**Aim of the exercise**
In the material below, find every line with "tree" and pull it out.

┌──

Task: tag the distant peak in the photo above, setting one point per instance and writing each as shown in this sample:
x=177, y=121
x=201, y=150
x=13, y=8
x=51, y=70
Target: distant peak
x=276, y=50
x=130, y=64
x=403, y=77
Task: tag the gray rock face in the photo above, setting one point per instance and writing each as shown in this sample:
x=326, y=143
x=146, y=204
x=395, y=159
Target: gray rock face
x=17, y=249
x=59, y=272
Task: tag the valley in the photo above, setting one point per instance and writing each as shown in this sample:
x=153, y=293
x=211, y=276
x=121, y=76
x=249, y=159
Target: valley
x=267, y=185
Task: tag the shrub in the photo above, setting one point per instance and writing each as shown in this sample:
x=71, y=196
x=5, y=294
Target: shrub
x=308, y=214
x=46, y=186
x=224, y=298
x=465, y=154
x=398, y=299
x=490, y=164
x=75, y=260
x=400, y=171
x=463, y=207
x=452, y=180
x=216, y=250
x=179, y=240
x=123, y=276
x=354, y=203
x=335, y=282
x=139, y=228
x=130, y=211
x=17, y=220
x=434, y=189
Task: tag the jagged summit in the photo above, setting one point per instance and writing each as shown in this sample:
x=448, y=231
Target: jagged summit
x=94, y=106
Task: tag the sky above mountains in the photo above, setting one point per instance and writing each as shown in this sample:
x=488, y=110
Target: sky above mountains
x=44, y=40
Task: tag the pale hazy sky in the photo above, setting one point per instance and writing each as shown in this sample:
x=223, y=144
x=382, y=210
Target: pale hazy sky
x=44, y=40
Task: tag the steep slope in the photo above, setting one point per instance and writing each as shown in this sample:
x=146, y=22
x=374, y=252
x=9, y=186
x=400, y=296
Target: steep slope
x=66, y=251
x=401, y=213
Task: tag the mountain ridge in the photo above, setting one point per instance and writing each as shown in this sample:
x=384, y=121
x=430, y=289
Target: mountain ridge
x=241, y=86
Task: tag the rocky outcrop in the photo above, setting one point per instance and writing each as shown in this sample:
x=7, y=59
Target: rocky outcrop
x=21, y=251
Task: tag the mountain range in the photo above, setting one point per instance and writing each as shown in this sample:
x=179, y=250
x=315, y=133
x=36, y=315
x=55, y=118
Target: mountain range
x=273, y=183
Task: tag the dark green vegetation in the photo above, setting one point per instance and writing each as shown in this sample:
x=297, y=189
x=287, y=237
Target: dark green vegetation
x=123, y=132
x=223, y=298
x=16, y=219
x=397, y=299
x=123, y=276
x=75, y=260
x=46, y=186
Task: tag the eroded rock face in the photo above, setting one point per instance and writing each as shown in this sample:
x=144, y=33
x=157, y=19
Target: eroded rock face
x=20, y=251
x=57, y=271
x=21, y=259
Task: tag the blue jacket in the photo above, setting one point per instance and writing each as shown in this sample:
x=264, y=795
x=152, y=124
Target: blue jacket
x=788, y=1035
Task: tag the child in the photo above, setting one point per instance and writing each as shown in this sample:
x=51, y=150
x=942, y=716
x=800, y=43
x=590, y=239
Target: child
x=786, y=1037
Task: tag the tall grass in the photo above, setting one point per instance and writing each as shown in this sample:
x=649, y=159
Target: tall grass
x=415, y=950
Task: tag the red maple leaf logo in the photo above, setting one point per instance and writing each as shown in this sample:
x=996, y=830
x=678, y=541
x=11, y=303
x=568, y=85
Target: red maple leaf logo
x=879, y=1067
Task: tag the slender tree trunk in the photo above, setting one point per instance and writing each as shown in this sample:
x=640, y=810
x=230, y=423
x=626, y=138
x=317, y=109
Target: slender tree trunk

└──

**Written solution**
Task: tag the slender tree trunk in the photo above, setting one point per instance and writing each as shown in this sample:
Target: slender tree trunk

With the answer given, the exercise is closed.